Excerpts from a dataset
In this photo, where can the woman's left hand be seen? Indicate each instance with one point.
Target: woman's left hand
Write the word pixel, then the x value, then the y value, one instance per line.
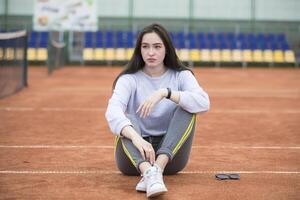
pixel 146 107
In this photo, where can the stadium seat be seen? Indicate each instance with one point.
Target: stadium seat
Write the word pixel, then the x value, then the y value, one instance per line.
pixel 183 52
pixel 215 52
pixel 120 47
pixel 129 44
pixel 204 52
pixel 32 45
pixel 42 49
pixel 225 52
pixel 278 53
pixel 88 51
pixel 109 51
pixel 99 50
pixel 289 55
pixel 194 53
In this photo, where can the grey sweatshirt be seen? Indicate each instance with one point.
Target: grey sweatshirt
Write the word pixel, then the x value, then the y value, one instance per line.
pixel 133 89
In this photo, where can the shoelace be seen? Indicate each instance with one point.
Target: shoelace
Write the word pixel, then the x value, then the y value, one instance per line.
pixel 154 178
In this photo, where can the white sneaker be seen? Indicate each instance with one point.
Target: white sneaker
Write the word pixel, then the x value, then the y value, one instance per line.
pixel 141 186
pixel 154 182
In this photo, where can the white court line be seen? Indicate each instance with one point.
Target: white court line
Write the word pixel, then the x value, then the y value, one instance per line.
pixel 103 172
pixel 60 109
pixel 111 147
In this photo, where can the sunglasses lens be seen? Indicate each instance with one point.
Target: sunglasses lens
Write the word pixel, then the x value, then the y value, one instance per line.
pixel 222 176
pixel 234 176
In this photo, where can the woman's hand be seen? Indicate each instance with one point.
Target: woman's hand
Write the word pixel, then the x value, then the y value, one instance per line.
pixel 145 148
pixel 146 107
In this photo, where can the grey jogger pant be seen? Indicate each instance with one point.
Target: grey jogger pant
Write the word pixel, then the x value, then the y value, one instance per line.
pixel 176 144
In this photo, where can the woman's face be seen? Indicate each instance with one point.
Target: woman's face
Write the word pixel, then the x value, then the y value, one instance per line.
pixel 153 50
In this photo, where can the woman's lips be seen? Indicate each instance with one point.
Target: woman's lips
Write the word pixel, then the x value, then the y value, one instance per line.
pixel 151 60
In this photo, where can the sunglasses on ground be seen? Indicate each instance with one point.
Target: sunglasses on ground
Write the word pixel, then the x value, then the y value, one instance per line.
pixel 227 176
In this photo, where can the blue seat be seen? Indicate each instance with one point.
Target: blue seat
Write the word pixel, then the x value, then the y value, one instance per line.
pixel 191 41
pixel 230 37
pixel 99 39
pixel 88 40
pixel 109 39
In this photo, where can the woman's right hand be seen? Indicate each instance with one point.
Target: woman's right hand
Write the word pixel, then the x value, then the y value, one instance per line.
pixel 145 148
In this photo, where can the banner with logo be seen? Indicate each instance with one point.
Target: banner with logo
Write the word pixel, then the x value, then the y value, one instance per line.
pixel 76 15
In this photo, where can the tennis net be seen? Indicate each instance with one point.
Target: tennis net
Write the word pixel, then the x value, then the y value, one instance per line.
pixel 13 62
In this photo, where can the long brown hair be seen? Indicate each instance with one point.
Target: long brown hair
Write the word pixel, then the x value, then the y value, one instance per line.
pixel 136 62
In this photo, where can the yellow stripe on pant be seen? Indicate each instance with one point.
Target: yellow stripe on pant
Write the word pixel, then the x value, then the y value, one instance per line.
pixel 185 135
pixel 125 150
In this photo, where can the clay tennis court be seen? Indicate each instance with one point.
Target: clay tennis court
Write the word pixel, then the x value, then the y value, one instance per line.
pixel 55 142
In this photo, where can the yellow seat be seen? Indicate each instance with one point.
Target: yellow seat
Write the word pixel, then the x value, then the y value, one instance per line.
pixel 88 54
pixel 42 54
pixel 247 55
pixel 215 55
pixel 258 55
pixel 120 54
pixel 226 55
pixel 31 54
pixel 195 55
pixel 289 56
pixel 129 53
pixel 109 54
pixel 205 55
pixel 278 56
pixel 268 55
pixel 99 54
pixel 236 55
pixel 183 54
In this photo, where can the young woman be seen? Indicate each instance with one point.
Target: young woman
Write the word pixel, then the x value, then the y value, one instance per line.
pixel 152 111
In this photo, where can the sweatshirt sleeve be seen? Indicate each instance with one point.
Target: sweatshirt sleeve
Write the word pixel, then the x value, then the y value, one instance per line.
pixel 192 97
pixel 117 104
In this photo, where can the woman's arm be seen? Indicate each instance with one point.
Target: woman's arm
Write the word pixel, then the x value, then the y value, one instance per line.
pixel 192 97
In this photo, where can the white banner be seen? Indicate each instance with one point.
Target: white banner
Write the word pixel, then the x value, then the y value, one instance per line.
pixel 77 15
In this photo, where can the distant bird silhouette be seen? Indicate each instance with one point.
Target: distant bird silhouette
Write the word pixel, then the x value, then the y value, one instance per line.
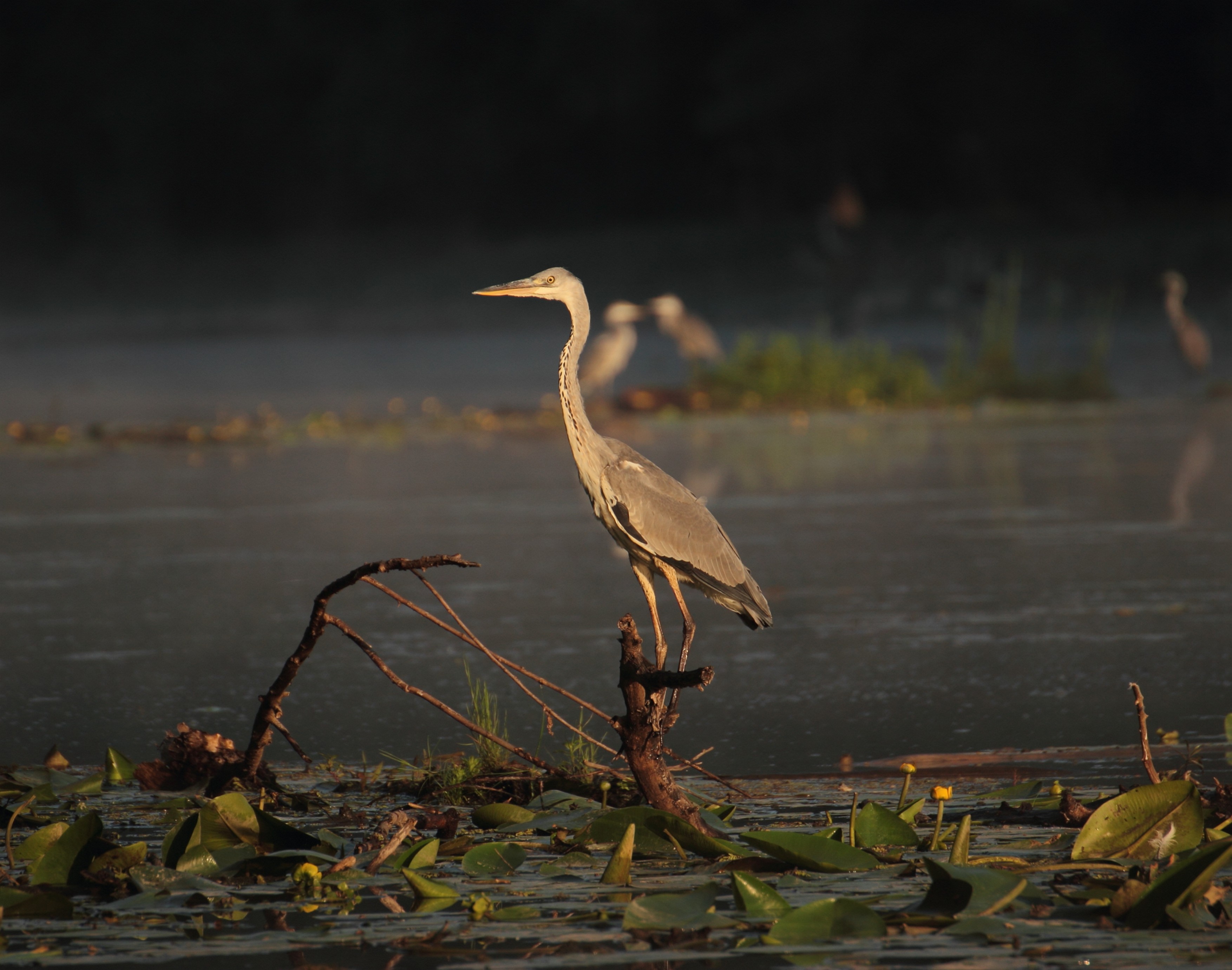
pixel 695 339
pixel 610 352
pixel 1192 340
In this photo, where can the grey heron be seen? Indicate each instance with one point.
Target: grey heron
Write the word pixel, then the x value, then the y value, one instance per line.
pixel 609 354
pixel 1192 340
pixel 663 526
pixel 694 336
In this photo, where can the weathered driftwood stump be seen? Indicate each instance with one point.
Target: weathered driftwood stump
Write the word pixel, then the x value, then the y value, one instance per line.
pixel 647 719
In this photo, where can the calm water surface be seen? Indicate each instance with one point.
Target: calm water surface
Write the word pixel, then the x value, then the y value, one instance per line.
pixel 938 584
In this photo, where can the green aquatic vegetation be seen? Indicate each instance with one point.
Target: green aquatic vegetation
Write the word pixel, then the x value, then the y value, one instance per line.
pixel 788 372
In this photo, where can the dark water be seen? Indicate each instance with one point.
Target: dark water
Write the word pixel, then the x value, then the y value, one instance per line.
pixel 938 581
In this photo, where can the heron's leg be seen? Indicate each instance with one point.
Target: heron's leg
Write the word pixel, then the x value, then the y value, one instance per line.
pixel 669 574
pixel 646 578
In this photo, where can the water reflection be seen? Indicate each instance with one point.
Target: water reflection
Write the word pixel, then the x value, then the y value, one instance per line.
pixel 938 581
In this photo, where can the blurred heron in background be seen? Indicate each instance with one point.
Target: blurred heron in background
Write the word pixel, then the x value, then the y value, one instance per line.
pixel 663 526
pixel 1192 340
pixel 610 352
pixel 694 336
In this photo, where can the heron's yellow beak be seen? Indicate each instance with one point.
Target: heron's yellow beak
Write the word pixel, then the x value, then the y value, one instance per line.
pixel 517 289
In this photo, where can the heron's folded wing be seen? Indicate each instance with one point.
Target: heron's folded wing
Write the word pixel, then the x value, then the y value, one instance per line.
pixel 666 519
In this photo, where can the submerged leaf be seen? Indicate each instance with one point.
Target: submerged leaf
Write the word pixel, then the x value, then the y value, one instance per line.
pixel 824 920
pixel 879 826
pixel 1146 823
pixel 429 889
pixel 39 843
pixel 969 890
pixel 493 858
pixel 815 852
pixel 1179 885
pixel 498 814
pixel 676 911
pixel 759 900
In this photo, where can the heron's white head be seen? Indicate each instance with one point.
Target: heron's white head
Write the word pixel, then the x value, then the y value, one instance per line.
pixel 551 285
pixel 623 313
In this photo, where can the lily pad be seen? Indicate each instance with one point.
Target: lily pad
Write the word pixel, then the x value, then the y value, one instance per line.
pixel 1179 885
pixel 825 920
pixel 429 889
pixel 70 855
pixel 493 858
pixel 969 890
pixel 419 856
pixel 513 914
pixel 118 767
pixel 815 852
pixel 677 911
pixel 39 843
pixel 498 814
pixel 757 899
pixel 879 826
pixel 1147 823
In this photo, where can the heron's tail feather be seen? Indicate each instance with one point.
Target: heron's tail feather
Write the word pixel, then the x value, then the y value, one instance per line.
pixel 746 600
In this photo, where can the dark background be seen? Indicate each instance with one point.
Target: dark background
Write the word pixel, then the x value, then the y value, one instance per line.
pixel 137 124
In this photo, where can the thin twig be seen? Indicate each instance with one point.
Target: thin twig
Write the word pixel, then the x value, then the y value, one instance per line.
pixel 291 741
pixel 271 701
pixel 391 847
pixel 502 663
pixel 8 831
pixel 1142 734
pixel 714 777
pixel 439 705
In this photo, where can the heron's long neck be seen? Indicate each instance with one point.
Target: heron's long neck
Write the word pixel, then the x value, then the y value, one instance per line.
pixel 589 450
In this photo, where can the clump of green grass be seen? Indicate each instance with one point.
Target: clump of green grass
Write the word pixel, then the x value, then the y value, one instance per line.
pixel 485 711
pixel 786 372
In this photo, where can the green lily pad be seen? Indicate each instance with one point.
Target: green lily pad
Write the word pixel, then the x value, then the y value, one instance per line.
pixel 498 814
pixel 879 826
pixel 1179 885
pixel 610 828
pixel 815 852
pixel 513 914
pixel 118 767
pixel 429 889
pixel 1146 823
pixel 677 911
pixel 35 905
pixel 70 855
pixel 493 858
pixel 757 899
pixel 969 890
pixel 825 920
pixel 119 860
pixel 40 841
pixel 419 856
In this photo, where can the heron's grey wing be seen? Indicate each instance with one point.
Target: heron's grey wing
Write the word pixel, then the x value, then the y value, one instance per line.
pixel 666 519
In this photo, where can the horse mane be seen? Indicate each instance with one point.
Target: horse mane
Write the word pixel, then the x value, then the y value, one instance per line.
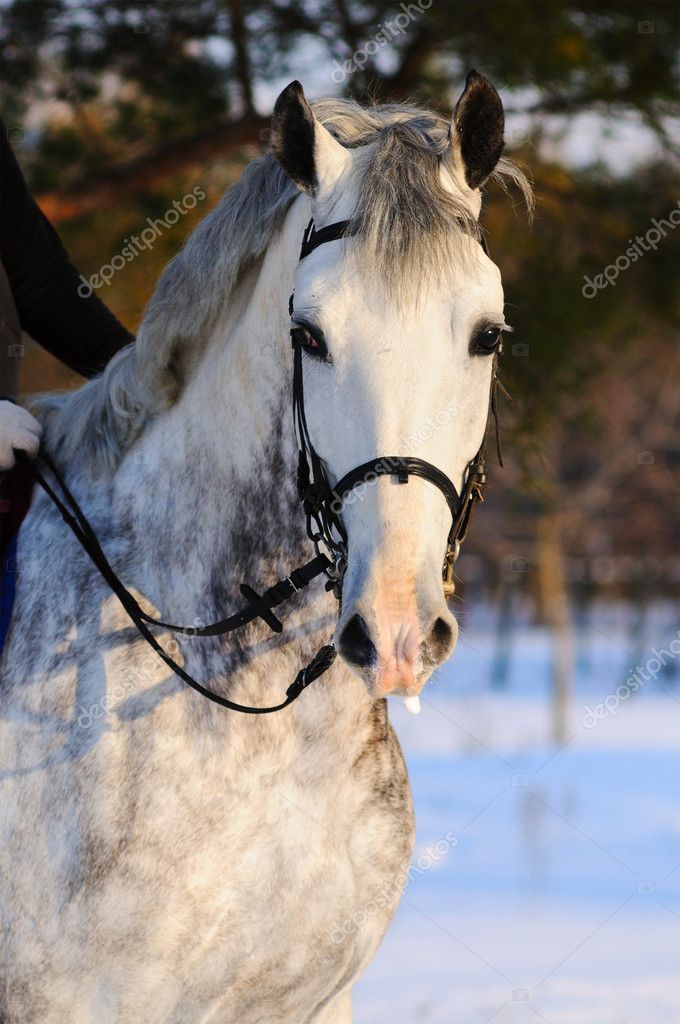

The task:
Every line with "young" in it should be copied from the entries above.

Reply:
In this photo, where can the young woman be seen? Indicate each instance with one point.
Target: young woman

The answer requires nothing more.